# Supplied entries

+ + +

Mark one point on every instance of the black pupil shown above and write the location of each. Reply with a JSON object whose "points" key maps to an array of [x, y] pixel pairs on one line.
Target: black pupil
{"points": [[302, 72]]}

+ + +

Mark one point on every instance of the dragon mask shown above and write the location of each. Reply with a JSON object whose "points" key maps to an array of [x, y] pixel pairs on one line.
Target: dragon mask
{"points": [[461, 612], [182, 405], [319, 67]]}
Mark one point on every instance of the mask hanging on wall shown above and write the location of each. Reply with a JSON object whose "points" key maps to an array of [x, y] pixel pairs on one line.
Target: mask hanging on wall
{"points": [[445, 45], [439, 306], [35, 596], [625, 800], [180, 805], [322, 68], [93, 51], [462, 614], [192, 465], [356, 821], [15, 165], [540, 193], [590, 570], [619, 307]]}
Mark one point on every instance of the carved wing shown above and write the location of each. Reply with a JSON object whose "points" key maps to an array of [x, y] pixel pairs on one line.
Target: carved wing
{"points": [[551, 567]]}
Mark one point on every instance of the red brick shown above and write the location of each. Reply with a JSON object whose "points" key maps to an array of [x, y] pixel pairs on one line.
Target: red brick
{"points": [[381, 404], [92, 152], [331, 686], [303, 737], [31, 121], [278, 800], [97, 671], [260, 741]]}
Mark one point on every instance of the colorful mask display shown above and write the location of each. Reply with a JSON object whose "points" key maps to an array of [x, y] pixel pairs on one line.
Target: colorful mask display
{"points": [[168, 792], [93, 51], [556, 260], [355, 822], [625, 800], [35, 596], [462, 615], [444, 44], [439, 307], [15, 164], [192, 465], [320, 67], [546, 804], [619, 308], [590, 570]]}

+ + +

# Work instruction
Every line above in which the word "with" is present must be copied into the answer.

# Written reply
Mark one point on every instance of the black pupil shown above and write the location of each. Reply with a JSON object whose "points" key maps to an array of [x, y] pixel pairs on one line.
Mark one point on every instance of the dragon mask shown above and write the location of each. Reply with a JSON object whose "points" key maps to an array of [x, y] pixel pairs on one line.
Mark one point on every instance of the mask hanging on wall shown above and write the location of each. Reply with a JSON object whose "points" key maps to an array of [x, y] pixel pairs on one line.
Mark one point on every instance of the carved wing shown above and write the location of each. Reply with a JSON object whose "points" key maps to an array of [x, y] pixel pairs on one line.
Mark one point on every instance of the red brick shown above and write the location of each. Reply with a JSON object whose "points" key maps to an array of [x, y] pixel pairs on one line.
Mark one point on every instance of the colorful mask display shown above and write the location of each. Reply with a JSON object whose "points" key maps to an array of [x, y] pixel pairs on one line.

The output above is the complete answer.